--- Aim of the exercise ---
Copy the rows below word for word, starting at the line that contains "the black racing" and ending after the line that contains "top-left (503, 56), bottom-right (612, 170)".

--- Photo labels with boxes ---
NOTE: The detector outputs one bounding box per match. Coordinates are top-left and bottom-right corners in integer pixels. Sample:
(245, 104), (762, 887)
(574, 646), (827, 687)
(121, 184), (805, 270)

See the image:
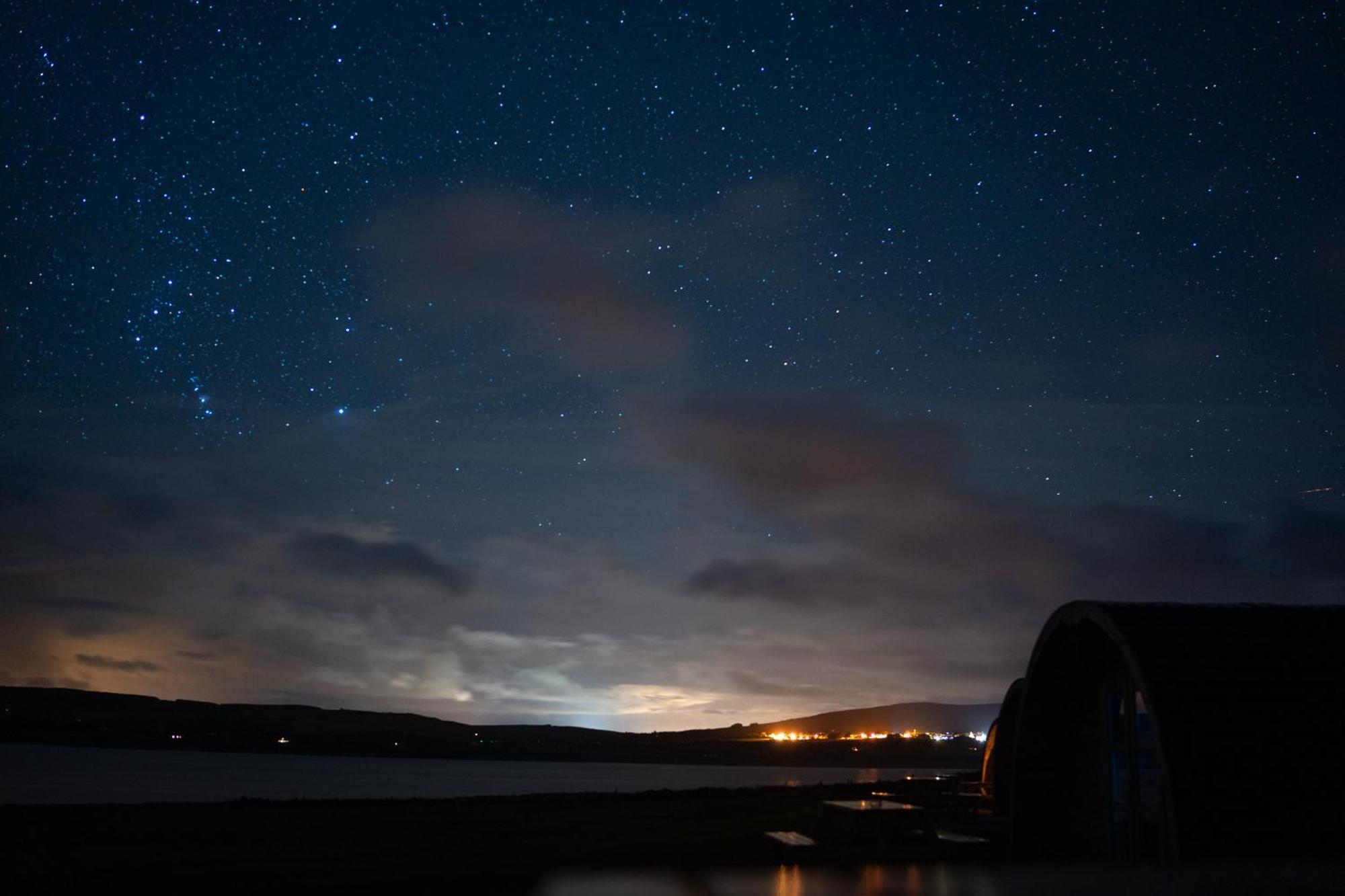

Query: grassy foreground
(7, 782), (1001, 893)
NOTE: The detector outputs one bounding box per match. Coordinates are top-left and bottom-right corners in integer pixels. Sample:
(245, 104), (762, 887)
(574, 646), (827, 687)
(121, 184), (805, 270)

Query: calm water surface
(0, 744), (968, 803)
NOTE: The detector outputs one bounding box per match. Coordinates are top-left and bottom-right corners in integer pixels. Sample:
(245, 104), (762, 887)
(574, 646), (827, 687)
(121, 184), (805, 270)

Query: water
(0, 744), (968, 803)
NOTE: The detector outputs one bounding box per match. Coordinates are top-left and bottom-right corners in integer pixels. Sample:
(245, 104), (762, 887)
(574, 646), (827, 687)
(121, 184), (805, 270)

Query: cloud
(286, 533), (469, 595)
(366, 191), (685, 370)
(655, 397), (1345, 618)
(75, 654), (164, 671)
(728, 669), (834, 700)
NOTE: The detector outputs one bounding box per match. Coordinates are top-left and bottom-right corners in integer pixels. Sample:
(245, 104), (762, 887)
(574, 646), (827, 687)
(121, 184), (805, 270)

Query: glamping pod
(981, 678), (1024, 818)
(1011, 602), (1345, 861)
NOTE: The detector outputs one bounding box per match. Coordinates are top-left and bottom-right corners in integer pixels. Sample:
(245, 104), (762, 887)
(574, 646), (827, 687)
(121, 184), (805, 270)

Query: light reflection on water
(0, 744), (968, 803)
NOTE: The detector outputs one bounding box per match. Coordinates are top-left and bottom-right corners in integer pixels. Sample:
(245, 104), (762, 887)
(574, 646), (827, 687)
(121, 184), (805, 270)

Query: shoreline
(0, 780), (998, 893)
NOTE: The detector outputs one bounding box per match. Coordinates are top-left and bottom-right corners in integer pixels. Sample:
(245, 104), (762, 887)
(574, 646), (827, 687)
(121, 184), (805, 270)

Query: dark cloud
(286, 533), (471, 595)
(658, 398), (1345, 618)
(75, 654), (164, 671)
(729, 669), (833, 700)
(367, 191), (685, 368)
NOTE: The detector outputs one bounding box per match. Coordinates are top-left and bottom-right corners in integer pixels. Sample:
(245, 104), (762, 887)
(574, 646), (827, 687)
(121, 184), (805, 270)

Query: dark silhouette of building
(981, 678), (1024, 817)
(1011, 602), (1345, 861)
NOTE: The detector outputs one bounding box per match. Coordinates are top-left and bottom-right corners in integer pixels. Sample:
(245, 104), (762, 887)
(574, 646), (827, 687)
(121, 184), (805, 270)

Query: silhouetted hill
(0, 688), (979, 768)
(745, 704), (999, 732)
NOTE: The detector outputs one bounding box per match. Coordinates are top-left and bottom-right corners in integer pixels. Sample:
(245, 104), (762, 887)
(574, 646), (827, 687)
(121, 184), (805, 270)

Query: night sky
(0, 0), (1345, 731)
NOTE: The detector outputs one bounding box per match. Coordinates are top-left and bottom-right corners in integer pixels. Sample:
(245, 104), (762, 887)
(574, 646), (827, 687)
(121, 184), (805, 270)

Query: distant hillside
(744, 704), (999, 733)
(0, 688), (995, 768)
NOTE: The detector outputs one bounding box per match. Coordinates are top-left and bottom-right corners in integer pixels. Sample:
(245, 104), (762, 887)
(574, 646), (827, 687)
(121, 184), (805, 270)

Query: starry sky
(0, 0), (1345, 731)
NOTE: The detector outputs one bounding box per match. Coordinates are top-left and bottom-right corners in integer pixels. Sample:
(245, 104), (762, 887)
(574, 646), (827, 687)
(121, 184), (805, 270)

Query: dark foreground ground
(0, 782), (998, 893)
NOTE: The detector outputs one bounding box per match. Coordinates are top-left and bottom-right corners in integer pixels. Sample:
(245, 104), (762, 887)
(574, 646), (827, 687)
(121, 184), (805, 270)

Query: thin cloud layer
(369, 191), (685, 370)
(660, 398), (1345, 621)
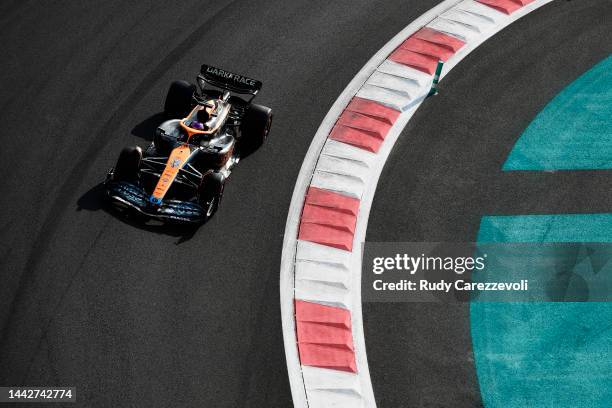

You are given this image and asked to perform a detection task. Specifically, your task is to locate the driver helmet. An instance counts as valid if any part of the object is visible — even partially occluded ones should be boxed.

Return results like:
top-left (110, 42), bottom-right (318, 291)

top-left (189, 120), bottom-right (204, 130)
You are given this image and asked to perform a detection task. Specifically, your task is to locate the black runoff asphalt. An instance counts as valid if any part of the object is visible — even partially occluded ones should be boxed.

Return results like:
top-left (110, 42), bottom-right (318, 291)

top-left (0, 0), bottom-right (444, 408)
top-left (363, 0), bottom-right (612, 408)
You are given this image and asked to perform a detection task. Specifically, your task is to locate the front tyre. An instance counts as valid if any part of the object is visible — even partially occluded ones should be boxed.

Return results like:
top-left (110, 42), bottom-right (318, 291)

top-left (240, 104), bottom-right (273, 157)
top-left (164, 81), bottom-right (196, 119)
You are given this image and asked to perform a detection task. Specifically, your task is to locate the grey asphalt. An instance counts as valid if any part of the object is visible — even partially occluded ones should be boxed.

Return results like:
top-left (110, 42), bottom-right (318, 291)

top-left (363, 0), bottom-right (612, 408)
top-left (0, 0), bottom-right (444, 408)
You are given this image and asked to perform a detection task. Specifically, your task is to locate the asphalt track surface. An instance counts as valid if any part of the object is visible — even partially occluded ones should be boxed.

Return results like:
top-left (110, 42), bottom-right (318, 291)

top-left (0, 0), bottom-right (448, 408)
top-left (364, 0), bottom-right (612, 408)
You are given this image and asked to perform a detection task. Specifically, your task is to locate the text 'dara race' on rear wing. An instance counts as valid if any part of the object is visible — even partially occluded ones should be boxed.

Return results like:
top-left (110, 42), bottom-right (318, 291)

top-left (199, 64), bottom-right (262, 95)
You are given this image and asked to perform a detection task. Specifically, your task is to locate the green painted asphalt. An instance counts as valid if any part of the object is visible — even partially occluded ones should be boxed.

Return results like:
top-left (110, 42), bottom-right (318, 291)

top-left (503, 56), bottom-right (612, 171)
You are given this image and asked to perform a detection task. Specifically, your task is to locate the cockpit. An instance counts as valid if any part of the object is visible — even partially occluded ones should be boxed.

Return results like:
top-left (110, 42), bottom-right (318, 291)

top-left (181, 99), bottom-right (230, 137)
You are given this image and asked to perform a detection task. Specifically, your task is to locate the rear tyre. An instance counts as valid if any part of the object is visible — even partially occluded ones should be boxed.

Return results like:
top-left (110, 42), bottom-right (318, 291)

top-left (240, 104), bottom-right (273, 157)
top-left (164, 81), bottom-right (196, 119)
top-left (198, 172), bottom-right (225, 221)
top-left (113, 146), bottom-right (142, 182)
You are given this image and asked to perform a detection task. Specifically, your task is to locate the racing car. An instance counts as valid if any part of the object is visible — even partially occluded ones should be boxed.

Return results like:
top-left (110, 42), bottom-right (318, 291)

top-left (104, 65), bottom-right (272, 224)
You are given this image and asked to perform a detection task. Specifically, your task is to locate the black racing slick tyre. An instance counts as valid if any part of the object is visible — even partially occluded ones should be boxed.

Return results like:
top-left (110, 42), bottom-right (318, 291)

top-left (240, 104), bottom-right (272, 156)
top-left (113, 146), bottom-right (142, 182)
top-left (164, 81), bottom-right (196, 119)
top-left (198, 172), bottom-right (225, 221)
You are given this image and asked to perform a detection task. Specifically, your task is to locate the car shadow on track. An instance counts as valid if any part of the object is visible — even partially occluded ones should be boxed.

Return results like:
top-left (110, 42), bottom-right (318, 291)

top-left (132, 112), bottom-right (167, 142)
top-left (77, 183), bottom-right (200, 245)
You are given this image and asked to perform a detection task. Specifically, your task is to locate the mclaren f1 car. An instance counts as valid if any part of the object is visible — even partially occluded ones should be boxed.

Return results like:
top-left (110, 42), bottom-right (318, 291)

top-left (105, 65), bottom-right (272, 223)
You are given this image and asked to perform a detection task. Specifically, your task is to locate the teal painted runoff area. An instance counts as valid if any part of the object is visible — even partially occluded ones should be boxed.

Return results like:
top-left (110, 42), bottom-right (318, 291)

top-left (470, 214), bottom-right (612, 408)
top-left (503, 56), bottom-right (612, 170)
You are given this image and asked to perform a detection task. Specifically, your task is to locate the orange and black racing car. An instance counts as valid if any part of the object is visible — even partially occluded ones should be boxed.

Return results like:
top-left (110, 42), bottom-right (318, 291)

top-left (105, 65), bottom-right (272, 223)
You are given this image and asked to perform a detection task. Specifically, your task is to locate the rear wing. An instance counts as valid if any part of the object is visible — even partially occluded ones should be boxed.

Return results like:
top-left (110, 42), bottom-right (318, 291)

top-left (198, 64), bottom-right (263, 96)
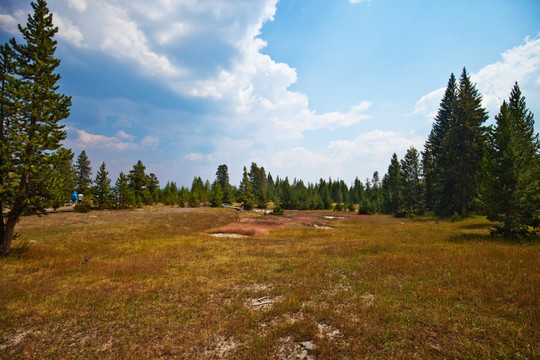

--- Solution to this exercise ---
You are given this image and asked to perform a detection task. Specifically, your task is to locate the black racing slick tyre. An instance counts as valid if any part of the object is visible — even partially occluded ones should be boxed.

Return results like:
top-left (110, 42), bottom-right (318, 291)

top-left (240, 104), bottom-right (272, 156)
top-left (113, 146), bottom-right (142, 182)
top-left (164, 81), bottom-right (196, 119)
top-left (198, 172), bottom-right (225, 221)
You are given this image and asked to perform a detection task. Specifically, your task is to locate the car shadow on track. An instance counts as valid if any part of the object is visible — even partially occluded ones should be boxed.

Return results like:
top-left (110, 42), bottom-right (318, 291)

top-left (132, 112), bottom-right (167, 142)
top-left (77, 183), bottom-right (200, 245)
You are given this image and asked to perform a detection task. Specifically, your task is to locate the mclaren f1 car. An instance counts as valid if any part of the object is visible — even partially occluded ones should be boxed.

Return results like:
top-left (110, 42), bottom-right (318, 291)

top-left (105, 65), bottom-right (272, 223)
You are given this image and asked to perform a detection task. Specifically, your task is to locate the teal painted runoff area. An instance counts as valid if any part of the object is visible — even partially occluded ones should be boxed.

Return results like:
top-left (110, 42), bottom-right (318, 291)

top-left (470, 214), bottom-right (612, 408)
top-left (503, 56), bottom-right (612, 170)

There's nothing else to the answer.